◆ Исходный список ◆
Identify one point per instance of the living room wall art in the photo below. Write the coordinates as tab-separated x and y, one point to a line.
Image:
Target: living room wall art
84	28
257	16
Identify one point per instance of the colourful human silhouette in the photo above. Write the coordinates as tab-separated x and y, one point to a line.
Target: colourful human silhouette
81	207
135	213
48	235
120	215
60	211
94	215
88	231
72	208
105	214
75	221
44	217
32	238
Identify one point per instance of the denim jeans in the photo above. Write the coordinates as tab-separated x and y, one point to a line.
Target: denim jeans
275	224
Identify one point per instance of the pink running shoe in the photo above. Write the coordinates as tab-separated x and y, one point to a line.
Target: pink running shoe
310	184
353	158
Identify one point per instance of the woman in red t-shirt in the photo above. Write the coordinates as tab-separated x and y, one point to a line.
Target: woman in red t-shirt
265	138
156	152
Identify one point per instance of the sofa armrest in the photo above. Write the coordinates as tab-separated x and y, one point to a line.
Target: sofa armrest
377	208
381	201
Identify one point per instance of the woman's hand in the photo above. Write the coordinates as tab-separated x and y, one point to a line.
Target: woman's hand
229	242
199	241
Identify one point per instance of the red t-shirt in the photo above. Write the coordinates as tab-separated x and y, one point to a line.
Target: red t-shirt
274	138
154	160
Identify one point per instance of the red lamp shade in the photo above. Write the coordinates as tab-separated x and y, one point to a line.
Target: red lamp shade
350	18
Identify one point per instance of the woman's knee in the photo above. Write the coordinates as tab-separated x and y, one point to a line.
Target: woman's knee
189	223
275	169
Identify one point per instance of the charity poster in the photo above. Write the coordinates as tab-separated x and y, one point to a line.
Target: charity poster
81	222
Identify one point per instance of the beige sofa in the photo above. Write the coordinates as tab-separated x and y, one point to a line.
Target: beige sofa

◆ Задание ◆
Пожалуйста, перепишите часть списка, которая начинается строкой, содержащей «Identify one point per instance of the beige», и идет до конца списка, заменив «beige sofa» на «gray sofa». Все остальное оставьте без изменений.

◆ Решение ◆
Identify one point per instance of the gray sofa in the photo above. Write the coordinates as tab-separated x and y, one point to a line.
Target: gray sofa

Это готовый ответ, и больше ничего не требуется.